:: Polecenia ::
- a) Policz wiersze rekordów, w których występuje słowo „positive”, i podaj wyłącznie tę liczbę.
- b) Podejmij dyskusję o Kościele i wspólnotach protestanckich i dopisz jej dalszy ciąg po ostatnim zamieszczonym wpisie.

:: Tekst do przeczytania ::
MAŁGORZATA PAWŁOWSKA
29 lipca 2014, 02:00
Nie pamiętasz: "bramy piekielne Go nie przemogą" i "Jezu ufam Tobie". I jeszcze słowa św. Piotra (Skały): "trzeba bardziej słuchać Boga niż ludzi". Gdy zapadną wątpliwe decyzje módl się do Ducha Świętego. On Ci wskaże Prawdę i Cię poprowadzi.
S
strada
29 lipca 2014, 23:13
Uznajemy chrzest protestantów, więc i ich przynalezność do Chrystusa, a jak do Chrystusa, to i do KOSCIOŁA. Te wspólnoty kościelne, jak mówi Sobór, maja w sobie wiele pierwiastków prawdy, Duch Świety ich ożywia i prowadzi, tak jak nas, ku swietości i jedności. Razem modlimy się, jak nas nauczył Jezus: Ojcze nasz. Razem wyznajemy, że Jezus jest jedynym Panem i Zbawicielem. Pozdrawiam. Z modlitwą....
Z
zs
30 lipca 2014, 00:44
To co mówisz jest sprzeczne z deklaracją "Dominu Iesus": "Istnieje zatem jeden Kościół Chrystusowy, który trwa /(łac.) subsistit/ w Kościele katolickim rządzonym przez Następcę Piotra i przez biskupów w łączności z nim. Kościoły, które nie będąc w pełnej wspólnocie z Kościołem katolickim, pozostają jednak z nim zjednoczone bardzo ścisłymi więzami, jak sukcesja apostolska i ważna Eucharystia, są prawdziwymi Kościołami partykularnymi. Dlatego także w tych Kościołach jest obecny i działa Kościół Chrystusowy, chociaż brak im pełnej komunii z Kościołem katolickim, jako że nie uznają katolickiej nauki o prymacie, który Biskup Rzymu posiada obiektywnie z ustanowienia Bożego i sprawuje nad całym Kościołem. Natomiast Wspólnoty kościelne, które nie zachowały prawomocnego Episkopatu oraz właściwej i całkowitej rzeczywistości eucharystycznego misterium, nie są Kościołami w ścisłym sensie; jednak ochrzczeni w tych wspólnotach są przez chrzest wszczepieni w Chrystusa i dlatego są w pewnej wspólnocie, choć niedoskonałej, z Kościołem (Dominus Iesus, 17)"

:: Dane wejściowe ::
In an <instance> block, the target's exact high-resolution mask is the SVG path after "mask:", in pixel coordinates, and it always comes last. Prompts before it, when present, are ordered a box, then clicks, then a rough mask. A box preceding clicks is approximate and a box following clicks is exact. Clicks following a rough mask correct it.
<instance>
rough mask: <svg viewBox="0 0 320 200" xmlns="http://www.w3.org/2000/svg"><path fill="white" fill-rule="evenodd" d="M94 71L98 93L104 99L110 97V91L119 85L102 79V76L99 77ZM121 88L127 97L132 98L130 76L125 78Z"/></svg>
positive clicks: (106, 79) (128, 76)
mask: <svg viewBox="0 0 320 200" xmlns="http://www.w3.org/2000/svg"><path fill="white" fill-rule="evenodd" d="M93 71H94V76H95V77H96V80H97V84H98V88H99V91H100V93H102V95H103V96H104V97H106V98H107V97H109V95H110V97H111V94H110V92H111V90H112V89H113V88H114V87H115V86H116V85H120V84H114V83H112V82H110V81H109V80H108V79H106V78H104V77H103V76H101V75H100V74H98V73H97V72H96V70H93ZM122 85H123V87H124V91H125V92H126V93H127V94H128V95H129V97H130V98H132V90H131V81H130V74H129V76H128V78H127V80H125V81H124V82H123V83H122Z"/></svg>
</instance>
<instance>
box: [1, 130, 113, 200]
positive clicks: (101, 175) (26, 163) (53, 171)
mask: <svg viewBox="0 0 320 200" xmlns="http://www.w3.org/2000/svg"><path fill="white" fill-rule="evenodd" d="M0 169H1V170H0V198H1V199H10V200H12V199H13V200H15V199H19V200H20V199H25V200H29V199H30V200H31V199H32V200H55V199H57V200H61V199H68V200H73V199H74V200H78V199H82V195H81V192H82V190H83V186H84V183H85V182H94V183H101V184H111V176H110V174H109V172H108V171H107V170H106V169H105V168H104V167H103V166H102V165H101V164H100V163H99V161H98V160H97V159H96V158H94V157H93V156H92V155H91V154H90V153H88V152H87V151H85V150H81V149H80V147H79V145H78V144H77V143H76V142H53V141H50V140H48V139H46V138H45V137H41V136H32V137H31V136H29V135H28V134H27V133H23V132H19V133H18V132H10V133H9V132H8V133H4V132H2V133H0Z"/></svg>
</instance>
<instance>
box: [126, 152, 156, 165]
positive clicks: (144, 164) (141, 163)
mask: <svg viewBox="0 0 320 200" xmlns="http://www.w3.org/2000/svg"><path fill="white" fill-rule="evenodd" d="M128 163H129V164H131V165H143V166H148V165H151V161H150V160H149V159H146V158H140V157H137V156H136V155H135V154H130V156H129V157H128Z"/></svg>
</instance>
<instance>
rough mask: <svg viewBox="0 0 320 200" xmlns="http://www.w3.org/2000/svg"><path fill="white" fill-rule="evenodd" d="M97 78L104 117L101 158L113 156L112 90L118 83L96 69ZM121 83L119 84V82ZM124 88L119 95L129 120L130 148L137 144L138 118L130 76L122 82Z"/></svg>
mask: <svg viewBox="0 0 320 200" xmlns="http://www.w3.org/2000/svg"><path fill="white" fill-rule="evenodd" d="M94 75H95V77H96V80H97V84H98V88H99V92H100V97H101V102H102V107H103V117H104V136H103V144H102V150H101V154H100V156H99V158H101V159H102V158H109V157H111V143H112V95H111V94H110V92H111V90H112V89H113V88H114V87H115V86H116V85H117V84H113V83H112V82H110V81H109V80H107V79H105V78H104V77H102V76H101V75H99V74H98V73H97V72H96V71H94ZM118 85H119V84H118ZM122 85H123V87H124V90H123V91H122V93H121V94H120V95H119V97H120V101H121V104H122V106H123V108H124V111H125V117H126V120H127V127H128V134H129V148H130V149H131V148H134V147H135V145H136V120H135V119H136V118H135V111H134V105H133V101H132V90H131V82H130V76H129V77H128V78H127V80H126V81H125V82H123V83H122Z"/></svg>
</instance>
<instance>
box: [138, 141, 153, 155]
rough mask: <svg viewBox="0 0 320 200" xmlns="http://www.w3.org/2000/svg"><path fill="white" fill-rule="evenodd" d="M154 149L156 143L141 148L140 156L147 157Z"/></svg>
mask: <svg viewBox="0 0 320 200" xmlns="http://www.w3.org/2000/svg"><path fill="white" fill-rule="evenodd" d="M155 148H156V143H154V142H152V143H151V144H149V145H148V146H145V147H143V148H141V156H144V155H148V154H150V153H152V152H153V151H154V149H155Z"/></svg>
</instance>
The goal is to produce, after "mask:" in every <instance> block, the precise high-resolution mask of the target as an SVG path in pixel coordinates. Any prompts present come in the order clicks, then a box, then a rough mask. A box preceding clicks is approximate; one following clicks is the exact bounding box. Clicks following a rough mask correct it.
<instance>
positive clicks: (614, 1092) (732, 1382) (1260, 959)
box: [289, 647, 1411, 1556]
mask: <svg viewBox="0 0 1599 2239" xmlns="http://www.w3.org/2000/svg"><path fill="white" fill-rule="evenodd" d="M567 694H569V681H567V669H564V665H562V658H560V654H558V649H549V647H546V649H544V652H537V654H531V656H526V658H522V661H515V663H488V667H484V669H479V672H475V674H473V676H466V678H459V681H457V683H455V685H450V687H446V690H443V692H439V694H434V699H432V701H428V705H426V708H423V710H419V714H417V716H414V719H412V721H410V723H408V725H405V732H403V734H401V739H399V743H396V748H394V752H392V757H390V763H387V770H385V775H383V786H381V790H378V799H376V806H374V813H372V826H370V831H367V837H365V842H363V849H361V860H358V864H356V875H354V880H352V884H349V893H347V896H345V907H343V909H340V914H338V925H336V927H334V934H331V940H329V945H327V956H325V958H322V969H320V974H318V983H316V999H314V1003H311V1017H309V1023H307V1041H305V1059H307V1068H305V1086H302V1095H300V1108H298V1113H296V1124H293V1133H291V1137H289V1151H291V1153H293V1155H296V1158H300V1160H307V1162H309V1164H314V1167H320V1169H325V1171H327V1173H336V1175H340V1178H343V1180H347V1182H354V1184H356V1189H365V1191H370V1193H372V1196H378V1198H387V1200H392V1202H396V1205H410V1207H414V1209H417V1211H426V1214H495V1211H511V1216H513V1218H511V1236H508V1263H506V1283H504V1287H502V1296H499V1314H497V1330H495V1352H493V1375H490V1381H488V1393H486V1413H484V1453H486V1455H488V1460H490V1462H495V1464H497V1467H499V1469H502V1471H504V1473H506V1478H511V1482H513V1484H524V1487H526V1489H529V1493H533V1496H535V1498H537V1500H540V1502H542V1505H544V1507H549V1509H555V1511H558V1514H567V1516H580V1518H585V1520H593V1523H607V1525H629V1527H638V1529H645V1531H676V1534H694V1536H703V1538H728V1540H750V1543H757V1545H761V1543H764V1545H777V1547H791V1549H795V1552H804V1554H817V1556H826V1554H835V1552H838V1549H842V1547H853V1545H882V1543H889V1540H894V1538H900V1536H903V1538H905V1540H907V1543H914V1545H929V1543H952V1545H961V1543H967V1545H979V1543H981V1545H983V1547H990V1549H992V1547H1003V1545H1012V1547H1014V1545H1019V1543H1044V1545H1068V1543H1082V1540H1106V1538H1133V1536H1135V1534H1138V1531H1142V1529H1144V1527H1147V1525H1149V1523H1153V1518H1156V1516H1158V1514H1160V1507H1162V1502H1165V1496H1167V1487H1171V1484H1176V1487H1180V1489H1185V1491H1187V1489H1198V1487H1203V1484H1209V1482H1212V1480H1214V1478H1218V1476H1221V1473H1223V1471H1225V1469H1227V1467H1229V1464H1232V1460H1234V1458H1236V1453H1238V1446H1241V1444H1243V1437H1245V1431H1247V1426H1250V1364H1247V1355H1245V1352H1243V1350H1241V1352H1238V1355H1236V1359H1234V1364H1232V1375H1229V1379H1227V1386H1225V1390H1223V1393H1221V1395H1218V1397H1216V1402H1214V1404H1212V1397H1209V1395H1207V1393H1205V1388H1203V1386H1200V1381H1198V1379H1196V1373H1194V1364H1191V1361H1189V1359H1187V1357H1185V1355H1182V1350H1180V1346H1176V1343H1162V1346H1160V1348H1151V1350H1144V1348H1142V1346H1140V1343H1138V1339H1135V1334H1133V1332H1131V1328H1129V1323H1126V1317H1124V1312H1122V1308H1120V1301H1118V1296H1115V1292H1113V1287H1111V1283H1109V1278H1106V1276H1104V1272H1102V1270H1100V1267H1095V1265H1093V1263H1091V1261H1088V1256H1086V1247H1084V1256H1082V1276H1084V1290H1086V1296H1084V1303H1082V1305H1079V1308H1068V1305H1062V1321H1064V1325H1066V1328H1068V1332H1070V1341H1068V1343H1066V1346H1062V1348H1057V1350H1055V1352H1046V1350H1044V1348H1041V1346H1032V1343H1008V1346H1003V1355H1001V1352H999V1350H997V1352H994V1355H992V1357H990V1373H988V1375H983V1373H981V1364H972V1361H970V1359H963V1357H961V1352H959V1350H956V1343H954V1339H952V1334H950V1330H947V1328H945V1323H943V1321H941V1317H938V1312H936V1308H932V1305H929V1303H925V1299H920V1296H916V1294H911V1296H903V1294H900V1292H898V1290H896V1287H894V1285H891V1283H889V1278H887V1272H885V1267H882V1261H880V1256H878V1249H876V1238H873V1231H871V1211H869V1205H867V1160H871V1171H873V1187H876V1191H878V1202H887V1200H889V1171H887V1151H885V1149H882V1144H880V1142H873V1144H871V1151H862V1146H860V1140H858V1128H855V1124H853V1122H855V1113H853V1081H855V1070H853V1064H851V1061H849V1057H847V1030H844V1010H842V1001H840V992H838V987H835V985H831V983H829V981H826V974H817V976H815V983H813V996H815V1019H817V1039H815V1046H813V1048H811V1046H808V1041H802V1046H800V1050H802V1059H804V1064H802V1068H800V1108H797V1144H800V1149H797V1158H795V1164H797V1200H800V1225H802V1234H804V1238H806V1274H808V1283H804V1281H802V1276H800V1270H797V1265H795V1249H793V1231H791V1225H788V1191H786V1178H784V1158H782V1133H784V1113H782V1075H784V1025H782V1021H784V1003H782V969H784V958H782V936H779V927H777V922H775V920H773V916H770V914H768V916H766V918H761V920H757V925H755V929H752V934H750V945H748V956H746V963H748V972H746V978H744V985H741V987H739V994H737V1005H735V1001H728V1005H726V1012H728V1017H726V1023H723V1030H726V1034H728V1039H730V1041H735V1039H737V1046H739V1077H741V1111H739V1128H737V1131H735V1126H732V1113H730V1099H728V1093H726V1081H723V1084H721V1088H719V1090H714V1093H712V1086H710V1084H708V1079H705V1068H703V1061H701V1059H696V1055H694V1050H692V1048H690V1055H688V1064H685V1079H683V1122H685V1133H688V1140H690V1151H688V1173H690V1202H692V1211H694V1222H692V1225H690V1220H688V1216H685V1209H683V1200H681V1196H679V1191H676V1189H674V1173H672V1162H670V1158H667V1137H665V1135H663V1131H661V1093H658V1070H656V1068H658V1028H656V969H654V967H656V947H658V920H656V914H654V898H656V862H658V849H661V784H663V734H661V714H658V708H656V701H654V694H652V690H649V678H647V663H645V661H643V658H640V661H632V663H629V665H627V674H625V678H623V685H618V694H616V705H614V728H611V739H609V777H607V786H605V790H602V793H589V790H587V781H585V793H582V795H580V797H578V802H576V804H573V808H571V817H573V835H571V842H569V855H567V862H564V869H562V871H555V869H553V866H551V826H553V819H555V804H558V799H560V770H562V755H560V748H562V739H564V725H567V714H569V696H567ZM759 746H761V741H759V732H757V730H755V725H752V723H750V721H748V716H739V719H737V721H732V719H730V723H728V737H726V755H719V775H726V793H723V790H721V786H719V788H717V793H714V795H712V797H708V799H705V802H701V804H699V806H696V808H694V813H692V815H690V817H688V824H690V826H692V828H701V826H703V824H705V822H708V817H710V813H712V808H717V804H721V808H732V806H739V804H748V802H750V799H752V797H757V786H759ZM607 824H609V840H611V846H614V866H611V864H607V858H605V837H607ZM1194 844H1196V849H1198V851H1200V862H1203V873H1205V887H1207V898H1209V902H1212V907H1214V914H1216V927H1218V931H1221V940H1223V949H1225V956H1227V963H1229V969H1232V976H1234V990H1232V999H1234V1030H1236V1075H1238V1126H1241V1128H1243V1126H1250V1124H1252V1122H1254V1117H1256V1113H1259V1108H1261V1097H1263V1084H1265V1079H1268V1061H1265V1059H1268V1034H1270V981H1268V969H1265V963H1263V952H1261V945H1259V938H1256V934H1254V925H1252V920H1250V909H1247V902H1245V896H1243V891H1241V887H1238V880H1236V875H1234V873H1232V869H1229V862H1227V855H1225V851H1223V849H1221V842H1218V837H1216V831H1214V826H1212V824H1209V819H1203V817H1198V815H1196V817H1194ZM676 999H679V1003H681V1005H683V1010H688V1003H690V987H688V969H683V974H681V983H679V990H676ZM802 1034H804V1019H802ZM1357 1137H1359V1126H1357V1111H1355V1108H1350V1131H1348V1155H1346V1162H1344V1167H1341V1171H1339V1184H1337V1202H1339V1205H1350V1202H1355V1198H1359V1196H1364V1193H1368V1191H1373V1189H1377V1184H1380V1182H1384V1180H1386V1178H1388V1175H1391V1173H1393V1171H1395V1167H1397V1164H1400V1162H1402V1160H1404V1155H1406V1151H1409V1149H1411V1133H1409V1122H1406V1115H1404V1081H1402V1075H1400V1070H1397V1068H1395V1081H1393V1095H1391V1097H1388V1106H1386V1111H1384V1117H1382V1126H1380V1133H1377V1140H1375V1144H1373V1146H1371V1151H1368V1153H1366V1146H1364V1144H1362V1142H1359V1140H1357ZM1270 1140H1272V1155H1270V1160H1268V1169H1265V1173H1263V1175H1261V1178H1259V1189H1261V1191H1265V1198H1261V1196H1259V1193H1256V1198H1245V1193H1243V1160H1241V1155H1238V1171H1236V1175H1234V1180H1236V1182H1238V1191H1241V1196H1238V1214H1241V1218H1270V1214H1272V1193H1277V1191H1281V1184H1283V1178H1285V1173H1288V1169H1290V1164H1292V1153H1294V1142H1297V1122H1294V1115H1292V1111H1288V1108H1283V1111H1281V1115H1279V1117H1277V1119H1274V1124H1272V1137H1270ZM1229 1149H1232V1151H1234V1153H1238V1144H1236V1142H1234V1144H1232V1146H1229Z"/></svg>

:: Wyniki zadań ::
- a) 4

- b)
E
Elisabeth
30 lipca 2014, 02:06
Kochana/y Strada, jesli czytalas/es Pismo Swiete, to tam nie ma slowa o KK. Jest natomiast o naszym Panu Jezusie, zarowno w ST jak i NT. A On sam, nasz Zbawiciel mowi: idz za mna. (tzn. szukaj mnie, czytaj o mnie, nasladuj mnie, wykonuj co mowie, abys wykonywala/l. Nie idz za popedami, emocjami, moda na marksizm, gender, ale idz za mna. Istnieje jeden Kosciol chrzescianski- Kosciol Jezusa Chrystusa. Tylko on jest w wielu odmianach. Ewangeliczni chrzescianie, czy protestanci, czy katolicy: to nie jest takie wazne. Wazne jest, abys potrzebowal/a JEGO OSOBISCIE, Pana Jezusa, bo on jest jedyny, ktory zbawia. W ktorego wierzac i wyznajac swoje grzechy, za ktorym idac, zyjac jak on chce abysmy zyli, drogi sie nie zgubi, w ostatecznym rozrachunku. O tym co On chce mozna przeczytac w Ewangelii np. sw.Mateusza. Idz do kosciola, w ktorym wzrastasz, i ktory najblizej stoi tego, o czym przeczytasz w ewangelii. Powodzenia!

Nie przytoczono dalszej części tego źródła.